Then, I became a mother. My daughter, Gwen, was born in 2011 and I was totally, absolutely, wholeheartedly unprepared.

Well, I prepared in the traditional sense: planned pregnancy, my husband, Chris, is a loving and supportive partner, etc. I prepared from a logical sense: I had the gear, I knew I could keep a kid alive (before I decided to launch a business and become a mom entrepreneur, I had been teaching middle school for the Chicago Public Schools and had a good track record with my students). But in meeting Gwen, despite the motherly L-O-V-E that came with her, I also became as lost as I’ve ever been.

It’s not easy, or necessarily natural, to become the whole one being’s whole world. I’m not ashamed to say I became pretty unmoored. If my pre-adolescent film choices give any hints, I’m kind of a weird girl. I taught middle school because I love the challenging, funny banter of my students. And, unlike my newborn, they understood my native language of sarcasm. Gwen just screamed at me and had an undiagnosed GI issue to boot (btw, she’s fine now). I was also the first of my friend group to have kids, so I can’t stress how alone I felt. Unconsciously, I started looking for Bowie.

It began by singing “Let’s Dance” to Gwen as I would swing her around the room, trying to distract her from one of her reflux attacks. Soon it just became something we did: “Let’s sway… sway through the crowd to an empty space.” She would smile, I would laugh, we’d share a moment. Through this little ritual, I was becoming a Mom.

_RAW DATA_
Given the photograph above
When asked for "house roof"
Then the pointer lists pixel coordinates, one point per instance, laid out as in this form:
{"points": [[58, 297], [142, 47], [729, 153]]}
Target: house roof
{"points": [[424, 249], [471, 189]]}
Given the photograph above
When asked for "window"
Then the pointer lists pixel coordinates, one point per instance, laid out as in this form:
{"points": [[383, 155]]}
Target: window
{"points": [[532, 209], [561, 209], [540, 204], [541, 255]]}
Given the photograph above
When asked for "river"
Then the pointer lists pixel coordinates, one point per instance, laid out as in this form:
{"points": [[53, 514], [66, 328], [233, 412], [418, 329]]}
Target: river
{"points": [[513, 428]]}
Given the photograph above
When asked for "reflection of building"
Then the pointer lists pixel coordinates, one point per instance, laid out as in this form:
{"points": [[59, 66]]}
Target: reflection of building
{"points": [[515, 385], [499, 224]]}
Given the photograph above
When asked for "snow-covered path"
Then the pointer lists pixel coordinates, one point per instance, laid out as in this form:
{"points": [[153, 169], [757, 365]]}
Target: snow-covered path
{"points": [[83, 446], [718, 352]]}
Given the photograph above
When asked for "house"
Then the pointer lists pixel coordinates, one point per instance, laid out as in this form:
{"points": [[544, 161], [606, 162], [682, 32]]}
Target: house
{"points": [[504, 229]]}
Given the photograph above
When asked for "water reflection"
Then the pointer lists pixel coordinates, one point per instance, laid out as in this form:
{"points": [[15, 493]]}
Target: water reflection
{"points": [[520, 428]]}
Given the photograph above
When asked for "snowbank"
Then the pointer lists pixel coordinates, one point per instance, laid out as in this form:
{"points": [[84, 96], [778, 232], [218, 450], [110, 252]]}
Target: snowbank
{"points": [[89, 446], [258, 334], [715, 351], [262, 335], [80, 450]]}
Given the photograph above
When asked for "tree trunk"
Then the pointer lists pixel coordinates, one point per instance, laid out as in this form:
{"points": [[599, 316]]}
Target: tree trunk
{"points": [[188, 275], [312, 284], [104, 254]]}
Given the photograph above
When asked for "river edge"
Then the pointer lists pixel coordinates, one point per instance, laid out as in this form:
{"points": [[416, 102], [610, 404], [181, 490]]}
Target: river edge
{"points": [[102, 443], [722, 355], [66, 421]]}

_DIRECTIONS FOR THIS TASK_
Extend the personal account above about new motherhood and singing David Bowie's "Let's Dance" to an infant daughter, beginning after its final sentence.

_OUTPUT OF THE EXERCISE_
As Gwen grew bigger, and the initial shock of new parenthood wore off, I realized that my newly minted role as Stay-At-Home Mom was not my bag, even though it was the best thing for my family at the time. As my old life of writing, teaching, and being an independent person fell away, the loneliness I felt became a chasm. I looked in the mirror and wondered what had become of me.

Why Not Me?

Then in 2013, with Gwen a toddler and heavily pregnant with my second child, David Bowie released his album The Next Day. I downloaded it on iTunes almost by accident and listened to it on repeat for months. When I found out that it was his first album in 10 years – a sabbatical put in place partially because his daughter was young – I was floored. David Bowie could leave the game, could come back when he was ready, and could still kick ass.

I’m not David Bowie, not by a long shot, but holy hell. If he could do it, why not me?

Over the next few years, I began listening to his other records more, reading articles, checking out the truly awesome “David Bowie Is…” exhibit at the MCA in Chicago. I heard a new album, Blackstar, was coming out in 2016. I bought it on January 8th, the day it came out, again on iTunes. This time, however, was different.

Two days later, Bowie died from cancer.

I’m not one of those “OMG a celebrity died; we must mourn” people. While I appreciated his gifts, I wasn’t his friends or family. I couldn’t qualify the loss. So when Bowie’s death haunted me, I was surprised. I kept listening to his music, thinking about the art he put out into the world. The remembrance of his sabbatical circled me. And one day I woke up with the guts to launch a business and get back into the game, all because he had the guts to get back into his.

Face Your Strange… and Launch A Business

In addition to my comedy troupe, I’m also excited to announce that my comedy education company, Cluck U, is launching this fall at the Boss-Mom retreat in Charlotte, North Carolina. In addition to in-person training, I’m offering online coursework for small business owners and entrepreneurs to connect comedy techniques to public speaking, confidence and team engagement. I couldn’t be more excited about this chapter in my life.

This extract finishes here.